> _Work to complete_
Locate each line below that contains the word "black", and copy every such line in full.

[Pointing records]
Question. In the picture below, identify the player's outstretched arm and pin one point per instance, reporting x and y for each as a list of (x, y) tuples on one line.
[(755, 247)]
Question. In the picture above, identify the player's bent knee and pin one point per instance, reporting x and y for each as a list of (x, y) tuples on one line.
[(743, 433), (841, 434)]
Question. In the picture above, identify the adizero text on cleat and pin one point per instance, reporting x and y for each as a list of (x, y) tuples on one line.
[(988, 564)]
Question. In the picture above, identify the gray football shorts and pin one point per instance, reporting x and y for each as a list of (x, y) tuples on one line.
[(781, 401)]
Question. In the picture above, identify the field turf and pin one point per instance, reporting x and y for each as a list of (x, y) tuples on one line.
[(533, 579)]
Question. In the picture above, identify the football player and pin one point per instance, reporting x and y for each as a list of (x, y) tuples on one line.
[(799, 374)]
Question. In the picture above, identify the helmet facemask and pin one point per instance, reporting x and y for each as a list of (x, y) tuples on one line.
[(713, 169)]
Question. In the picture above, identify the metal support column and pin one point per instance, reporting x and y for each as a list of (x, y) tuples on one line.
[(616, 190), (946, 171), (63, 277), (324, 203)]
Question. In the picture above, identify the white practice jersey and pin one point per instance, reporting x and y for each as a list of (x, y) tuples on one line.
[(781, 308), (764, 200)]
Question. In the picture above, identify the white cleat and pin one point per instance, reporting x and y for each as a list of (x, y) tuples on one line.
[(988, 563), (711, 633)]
* * *
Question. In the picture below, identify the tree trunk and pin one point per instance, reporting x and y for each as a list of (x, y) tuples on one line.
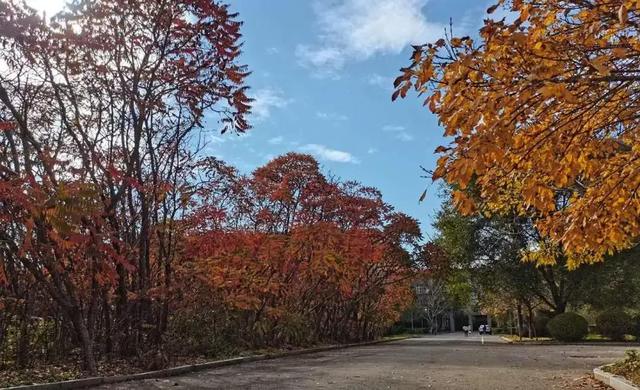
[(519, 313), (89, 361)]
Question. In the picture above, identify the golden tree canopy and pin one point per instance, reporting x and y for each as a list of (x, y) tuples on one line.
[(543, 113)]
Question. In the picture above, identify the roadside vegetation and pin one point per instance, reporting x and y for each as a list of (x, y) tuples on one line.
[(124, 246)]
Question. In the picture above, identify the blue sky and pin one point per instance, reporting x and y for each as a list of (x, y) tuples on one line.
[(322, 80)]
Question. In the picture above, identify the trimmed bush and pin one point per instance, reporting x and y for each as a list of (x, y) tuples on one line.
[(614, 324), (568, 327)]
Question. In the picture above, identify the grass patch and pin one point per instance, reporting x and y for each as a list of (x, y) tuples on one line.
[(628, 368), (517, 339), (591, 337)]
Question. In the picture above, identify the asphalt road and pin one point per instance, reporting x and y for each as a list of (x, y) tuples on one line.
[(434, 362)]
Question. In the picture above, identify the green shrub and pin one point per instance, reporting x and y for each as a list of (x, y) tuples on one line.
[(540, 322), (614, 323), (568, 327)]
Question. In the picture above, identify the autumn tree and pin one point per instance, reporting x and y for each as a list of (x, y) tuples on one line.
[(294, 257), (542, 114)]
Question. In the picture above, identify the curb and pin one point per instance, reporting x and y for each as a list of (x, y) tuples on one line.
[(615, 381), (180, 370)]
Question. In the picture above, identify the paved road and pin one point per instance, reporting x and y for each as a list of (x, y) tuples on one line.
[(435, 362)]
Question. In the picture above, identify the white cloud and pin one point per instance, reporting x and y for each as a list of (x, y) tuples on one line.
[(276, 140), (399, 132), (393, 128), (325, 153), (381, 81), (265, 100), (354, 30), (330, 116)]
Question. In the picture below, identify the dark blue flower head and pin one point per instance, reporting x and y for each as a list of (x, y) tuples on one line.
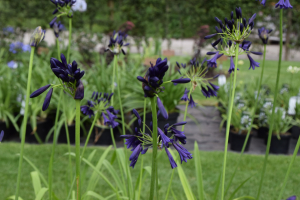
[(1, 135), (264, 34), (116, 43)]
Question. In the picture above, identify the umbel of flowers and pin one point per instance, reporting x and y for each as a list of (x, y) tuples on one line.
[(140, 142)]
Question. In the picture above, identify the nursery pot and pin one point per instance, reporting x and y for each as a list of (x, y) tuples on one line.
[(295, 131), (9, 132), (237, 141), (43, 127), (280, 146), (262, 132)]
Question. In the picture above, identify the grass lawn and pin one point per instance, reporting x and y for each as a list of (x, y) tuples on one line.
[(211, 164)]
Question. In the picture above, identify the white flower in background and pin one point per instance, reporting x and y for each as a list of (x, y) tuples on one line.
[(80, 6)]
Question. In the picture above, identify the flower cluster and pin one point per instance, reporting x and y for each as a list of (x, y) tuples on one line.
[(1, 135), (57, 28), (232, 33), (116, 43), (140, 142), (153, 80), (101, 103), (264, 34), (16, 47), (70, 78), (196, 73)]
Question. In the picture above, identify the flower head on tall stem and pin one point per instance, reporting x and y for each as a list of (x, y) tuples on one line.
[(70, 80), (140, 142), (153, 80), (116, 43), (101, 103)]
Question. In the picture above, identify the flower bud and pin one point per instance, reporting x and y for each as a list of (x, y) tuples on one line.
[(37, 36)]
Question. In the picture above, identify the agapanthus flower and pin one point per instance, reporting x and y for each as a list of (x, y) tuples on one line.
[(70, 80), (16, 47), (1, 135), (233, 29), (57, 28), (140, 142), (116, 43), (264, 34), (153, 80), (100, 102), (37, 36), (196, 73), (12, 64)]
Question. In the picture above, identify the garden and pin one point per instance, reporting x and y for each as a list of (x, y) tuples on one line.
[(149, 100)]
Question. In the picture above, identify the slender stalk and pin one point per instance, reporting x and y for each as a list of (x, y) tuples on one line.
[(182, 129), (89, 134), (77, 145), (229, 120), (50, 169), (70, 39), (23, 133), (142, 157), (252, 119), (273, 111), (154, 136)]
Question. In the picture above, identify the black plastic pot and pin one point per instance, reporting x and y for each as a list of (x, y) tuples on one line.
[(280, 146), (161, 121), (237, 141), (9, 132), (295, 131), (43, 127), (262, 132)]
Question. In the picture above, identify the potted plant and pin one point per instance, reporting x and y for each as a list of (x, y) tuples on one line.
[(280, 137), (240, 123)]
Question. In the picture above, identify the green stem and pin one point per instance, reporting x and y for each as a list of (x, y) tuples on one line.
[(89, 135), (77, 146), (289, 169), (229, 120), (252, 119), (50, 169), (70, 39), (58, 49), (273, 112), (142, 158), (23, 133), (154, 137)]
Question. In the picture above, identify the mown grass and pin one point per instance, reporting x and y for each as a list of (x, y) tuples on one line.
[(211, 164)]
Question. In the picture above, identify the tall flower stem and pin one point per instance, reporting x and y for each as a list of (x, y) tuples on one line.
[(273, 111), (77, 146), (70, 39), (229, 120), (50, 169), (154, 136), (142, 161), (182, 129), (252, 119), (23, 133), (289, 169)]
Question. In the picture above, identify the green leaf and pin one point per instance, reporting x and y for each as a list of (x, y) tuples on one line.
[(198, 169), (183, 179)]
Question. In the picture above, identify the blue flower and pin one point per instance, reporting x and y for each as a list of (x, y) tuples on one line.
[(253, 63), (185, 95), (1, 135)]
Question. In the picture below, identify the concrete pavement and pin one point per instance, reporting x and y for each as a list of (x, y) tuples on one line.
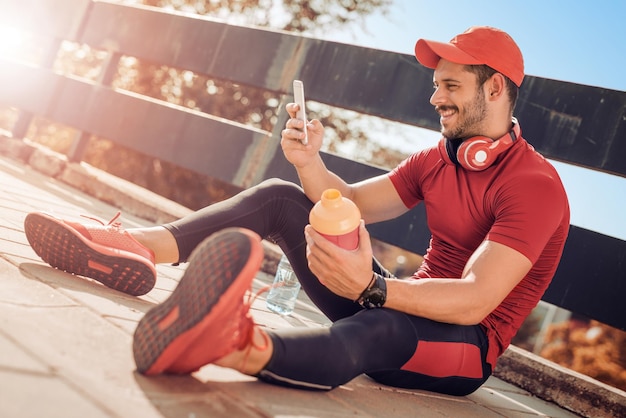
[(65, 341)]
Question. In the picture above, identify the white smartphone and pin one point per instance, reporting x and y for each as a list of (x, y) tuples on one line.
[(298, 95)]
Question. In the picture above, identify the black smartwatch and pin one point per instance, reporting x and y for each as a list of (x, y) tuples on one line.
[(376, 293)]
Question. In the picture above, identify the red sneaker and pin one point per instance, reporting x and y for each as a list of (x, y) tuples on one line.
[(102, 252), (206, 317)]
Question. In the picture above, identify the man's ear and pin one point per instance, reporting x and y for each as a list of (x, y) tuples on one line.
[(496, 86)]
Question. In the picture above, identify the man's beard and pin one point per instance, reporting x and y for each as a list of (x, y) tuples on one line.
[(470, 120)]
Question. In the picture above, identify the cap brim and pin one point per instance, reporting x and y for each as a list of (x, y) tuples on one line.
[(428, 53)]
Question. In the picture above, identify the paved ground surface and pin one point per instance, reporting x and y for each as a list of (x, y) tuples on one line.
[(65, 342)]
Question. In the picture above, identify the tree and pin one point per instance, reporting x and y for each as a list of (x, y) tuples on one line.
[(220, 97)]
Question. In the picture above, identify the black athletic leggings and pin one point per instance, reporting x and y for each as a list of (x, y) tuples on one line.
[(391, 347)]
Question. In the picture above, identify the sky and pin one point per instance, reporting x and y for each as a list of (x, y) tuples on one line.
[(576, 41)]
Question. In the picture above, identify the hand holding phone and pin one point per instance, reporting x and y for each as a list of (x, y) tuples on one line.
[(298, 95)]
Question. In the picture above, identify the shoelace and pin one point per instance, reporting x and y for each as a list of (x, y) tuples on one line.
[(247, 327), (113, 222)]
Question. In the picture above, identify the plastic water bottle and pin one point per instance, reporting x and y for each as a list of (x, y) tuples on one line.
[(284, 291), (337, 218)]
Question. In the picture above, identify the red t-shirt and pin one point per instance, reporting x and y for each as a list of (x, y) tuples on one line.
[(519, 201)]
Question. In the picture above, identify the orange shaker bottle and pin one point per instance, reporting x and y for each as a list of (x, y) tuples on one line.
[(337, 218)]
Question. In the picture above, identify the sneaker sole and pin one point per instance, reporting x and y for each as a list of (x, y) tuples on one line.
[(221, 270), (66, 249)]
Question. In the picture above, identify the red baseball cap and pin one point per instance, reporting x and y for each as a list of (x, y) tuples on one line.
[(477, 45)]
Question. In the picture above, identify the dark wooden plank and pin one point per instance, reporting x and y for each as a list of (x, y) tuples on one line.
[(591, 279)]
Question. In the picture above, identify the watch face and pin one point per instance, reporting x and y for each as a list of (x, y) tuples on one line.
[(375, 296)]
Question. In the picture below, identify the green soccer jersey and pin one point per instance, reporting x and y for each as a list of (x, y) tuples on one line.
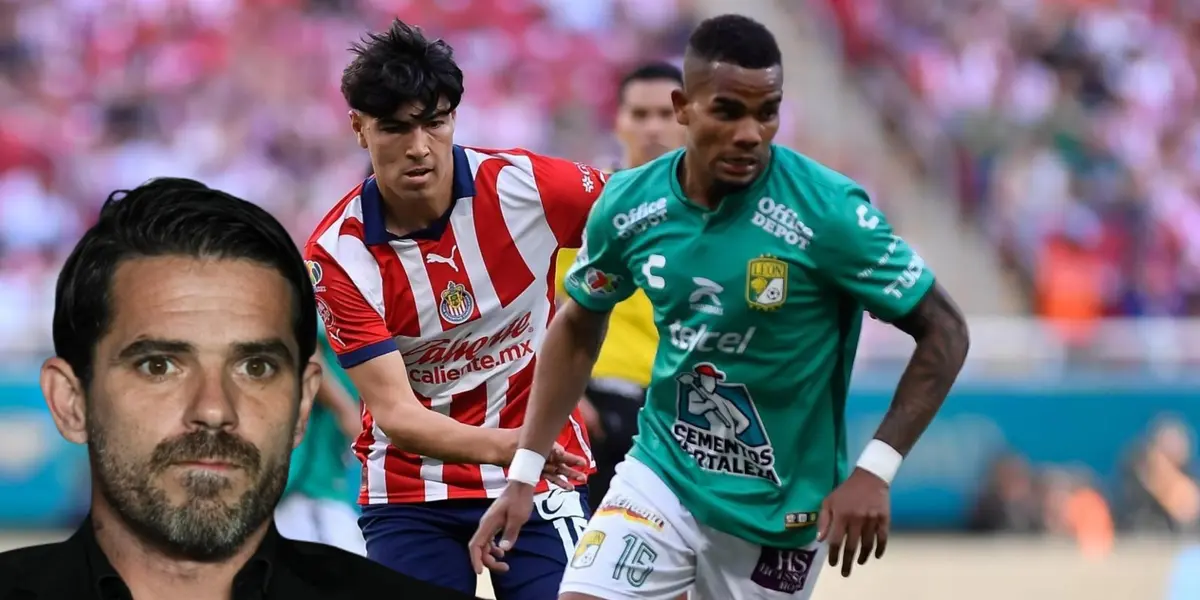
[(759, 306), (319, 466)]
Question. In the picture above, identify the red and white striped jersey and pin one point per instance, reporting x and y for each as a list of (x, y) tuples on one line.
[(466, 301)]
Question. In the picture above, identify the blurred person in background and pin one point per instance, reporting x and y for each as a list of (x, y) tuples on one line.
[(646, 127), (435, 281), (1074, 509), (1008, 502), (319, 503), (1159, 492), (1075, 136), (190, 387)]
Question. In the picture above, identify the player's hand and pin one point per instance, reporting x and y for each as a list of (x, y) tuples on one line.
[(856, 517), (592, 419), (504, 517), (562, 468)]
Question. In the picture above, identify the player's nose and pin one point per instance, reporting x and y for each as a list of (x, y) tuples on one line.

> _Solution to the exercise_
Question. In the picture above, identify the black plastic pot and pin one point per instance, reporting x and y for each as a list of (x, y) tuples on one line.
Question. In the picture above, identify the black smartwatch and pin one point per instance, reporting x and y for each as a list of (x, y) tuples on one line.
Question. In the picture above, identify the black athletic leggings and pin one point per instance, reporting x and y for each as a list of (x, y) tuples on one line.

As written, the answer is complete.